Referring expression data
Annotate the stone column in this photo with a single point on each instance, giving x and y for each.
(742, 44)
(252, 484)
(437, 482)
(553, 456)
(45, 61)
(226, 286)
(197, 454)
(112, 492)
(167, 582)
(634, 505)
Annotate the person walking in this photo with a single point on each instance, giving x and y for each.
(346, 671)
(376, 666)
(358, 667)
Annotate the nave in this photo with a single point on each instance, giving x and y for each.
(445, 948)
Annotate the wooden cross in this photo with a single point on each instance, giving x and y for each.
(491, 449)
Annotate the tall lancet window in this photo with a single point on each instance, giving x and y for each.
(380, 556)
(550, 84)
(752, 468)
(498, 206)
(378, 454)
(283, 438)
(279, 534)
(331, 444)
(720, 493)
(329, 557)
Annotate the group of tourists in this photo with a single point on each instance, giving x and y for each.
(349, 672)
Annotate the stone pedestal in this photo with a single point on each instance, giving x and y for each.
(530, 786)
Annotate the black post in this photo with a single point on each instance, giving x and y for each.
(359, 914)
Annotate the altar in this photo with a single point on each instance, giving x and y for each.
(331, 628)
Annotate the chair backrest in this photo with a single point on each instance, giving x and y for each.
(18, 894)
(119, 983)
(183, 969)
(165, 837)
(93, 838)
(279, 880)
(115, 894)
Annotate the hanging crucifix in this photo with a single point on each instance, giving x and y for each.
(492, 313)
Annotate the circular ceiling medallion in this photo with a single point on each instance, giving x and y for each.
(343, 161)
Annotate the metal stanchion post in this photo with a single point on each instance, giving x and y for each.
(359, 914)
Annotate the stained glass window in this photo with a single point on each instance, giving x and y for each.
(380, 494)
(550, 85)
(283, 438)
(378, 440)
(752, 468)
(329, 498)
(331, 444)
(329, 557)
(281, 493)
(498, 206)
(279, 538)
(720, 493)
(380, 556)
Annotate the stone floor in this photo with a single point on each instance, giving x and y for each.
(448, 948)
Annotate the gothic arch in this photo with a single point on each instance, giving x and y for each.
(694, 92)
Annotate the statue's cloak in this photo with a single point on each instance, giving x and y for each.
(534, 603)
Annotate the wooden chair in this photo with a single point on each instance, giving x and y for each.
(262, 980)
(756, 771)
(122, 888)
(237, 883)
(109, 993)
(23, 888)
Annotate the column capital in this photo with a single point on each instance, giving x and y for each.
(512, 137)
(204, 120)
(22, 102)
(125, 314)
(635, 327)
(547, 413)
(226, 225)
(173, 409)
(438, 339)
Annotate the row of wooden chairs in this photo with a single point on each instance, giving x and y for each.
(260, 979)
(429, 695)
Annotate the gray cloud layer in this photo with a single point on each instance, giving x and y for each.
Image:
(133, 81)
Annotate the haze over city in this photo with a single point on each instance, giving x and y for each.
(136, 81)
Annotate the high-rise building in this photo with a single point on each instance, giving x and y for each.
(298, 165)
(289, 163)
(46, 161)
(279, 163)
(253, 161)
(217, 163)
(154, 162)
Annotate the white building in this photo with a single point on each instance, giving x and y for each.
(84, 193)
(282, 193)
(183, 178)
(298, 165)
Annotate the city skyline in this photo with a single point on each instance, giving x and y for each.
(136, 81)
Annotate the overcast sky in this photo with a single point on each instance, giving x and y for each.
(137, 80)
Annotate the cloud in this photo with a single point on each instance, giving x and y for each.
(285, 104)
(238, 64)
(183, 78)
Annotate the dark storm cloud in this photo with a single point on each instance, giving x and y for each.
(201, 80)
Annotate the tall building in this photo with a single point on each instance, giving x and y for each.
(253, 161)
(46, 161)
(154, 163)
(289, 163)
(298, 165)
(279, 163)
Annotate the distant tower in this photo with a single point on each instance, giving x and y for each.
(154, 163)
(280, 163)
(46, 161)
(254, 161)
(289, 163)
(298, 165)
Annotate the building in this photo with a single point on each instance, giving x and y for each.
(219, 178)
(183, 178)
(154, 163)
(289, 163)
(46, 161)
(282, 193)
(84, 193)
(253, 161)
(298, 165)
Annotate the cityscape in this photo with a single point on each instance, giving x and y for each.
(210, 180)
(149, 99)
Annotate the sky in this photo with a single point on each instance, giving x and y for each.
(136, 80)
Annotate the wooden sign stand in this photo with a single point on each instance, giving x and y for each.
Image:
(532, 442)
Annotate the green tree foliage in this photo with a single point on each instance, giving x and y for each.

### [WORK ITEM]
The response should be an exact copy of every line above.

### [ANSWER SECTION]
Annotate the stone column in this photo with a single point on each instance, giving x and y for each.
(742, 44)
(252, 484)
(437, 482)
(553, 456)
(45, 61)
(226, 286)
(197, 454)
(112, 492)
(167, 582)
(634, 505)
Annotate the person walking in this photo with a single point on each instance, giving x and y for each.
(346, 671)
(376, 666)
(358, 667)
Annotate the nave in this photo with a single point on each instance, giving x and y for each.
(445, 948)
Annotate the wooden cross in this photo with a single point on each instance, giving x and y for each.
(491, 449)
Annotate the tall lancet window in this photo with a single point on each instance, giving x and y for each.
(380, 556)
(550, 84)
(752, 468)
(498, 206)
(378, 454)
(283, 438)
(279, 534)
(331, 444)
(720, 493)
(329, 557)
Annotate the group of tourists in this photo with a single point on each instance, giving x and y for each.
(349, 672)
Annotate the stone pedestal in this photo with a single point on each instance, giving x and y for each.
(530, 786)
Annotate the black post in this photo with a single point on each instance, giving x and y for each.
(359, 914)
Annotate the altar in this photo with a single point on each instance, giving x and y for each.
(331, 628)
Annotate the chair backrest in this photo with a single point on each instance, giving x and y for each.
(18, 894)
(119, 983)
(183, 969)
(165, 837)
(93, 838)
(279, 880)
(115, 894)
Annotate the hanging crucifix in this photo with a single point on each instance, giving x and y for each.
(492, 313)
Annotate the circular ceiling medallion in this photo with a single point on each instance, giving x and y for each.
(343, 161)
Annotate the metal stanchion post in this photo with a single point on each instance, giving x and y for each.
(359, 914)
Annotate the stained glass window in this photo with a single point on each instance, giving x and y for each.
(380, 494)
(550, 85)
(283, 438)
(378, 440)
(752, 468)
(329, 498)
(331, 444)
(329, 557)
(281, 493)
(498, 206)
(279, 538)
(720, 493)
(380, 556)
Annotate the stone floor in this photo with a single point on each instance, giving x and y for each.
(448, 948)
Annotate the gothic arch in this photo with a single point on each instance, giving x and y for each.
(694, 92)
Annotate the statue's cloak in this photo with a single point on each instance, giving x and y for each.
(534, 603)
Annotate the wooden chair in this photo with a single point on each instance, giving x and y for each.
(262, 980)
(756, 771)
(122, 888)
(237, 883)
(109, 993)
(23, 888)
Annotate the column capital in this photo with a single point on each instance, giving x and y for each.
(512, 137)
(204, 120)
(22, 102)
(125, 314)
(635, 327)
(547, 413)
(226, 225)
(173, 409)
(438, 339)
Annotate the row of wooden chairs in this photo with a single point on each instance, giving x and y for each.
(260, 979)
(429, 695)
Annotate the gray cloud layer in this photo with a single point on each instance, giving x and y for each.
Image:
(133, 81)
Annotate the haze over city in this photo with a single point on each instance, giving x and y for each.
(136, 81)
Annotate the high-rise building in this photo with a single point on each instance, giving x and y for each.
(298, 165)
(289, 163)
(46, 161)
(279, 163)
(253, 161)
(217, 163)
(154, 162)
Annotate the white building in this photo with a single point on each instance, giving x and y for each.
(84, 193)
(282, 193)
(183, 178)
(298, 165)
Annotate the city skyline in this photo with a single point on each instance, giving x and y for each.
(136, 81)
Annotate the overcast sky in this photo with a single point on each instance, giving x and y for each.
(137, 80)
Annotate the cloud in this photo with a single point on each instance, giving x and y for each.
(285, 104)
(238, 64)
(183, 78)
Annotate the dark storm cloud in this photo with a single point on each instance, giving x and y for each.
(201, 80)
Annotate the tall building in this photo with a single point on each instance, giving x and y for each.
(253, 161)
(46, 161)
(154, 163)
(289, 163)
(298, 165)
(279, 163)
Annotate the distant tower in this photo with a single point on each instance, giving x and y for each.
(154, 163)
(280, 163)
(46, 161)
(254, 161)
(289, 163)
(298, 165)
Annotate the building in this photo with a single point on each instance, giving x and y for each.
(219, 178)
(183, 178)
(154, 163)
(289, 163)
(46, 161)
(282, 193)
(84, 193)
(253, 161)
(298, 165)
Annotate the cityscape in this photo with a single point on each instance, giving x and y for each.
(210, 180)
(149, 99)
Annotate the sky in this photo with a single point on each instance, giving x and y for each.
(136, 80)
Annotate the wooden sign stand in this photo with a single point on each instance, giving x and y for each.
Image:
(532, 442)
Annotate the green tree foliage in this photo with a single point on each instance, giving x and y for each.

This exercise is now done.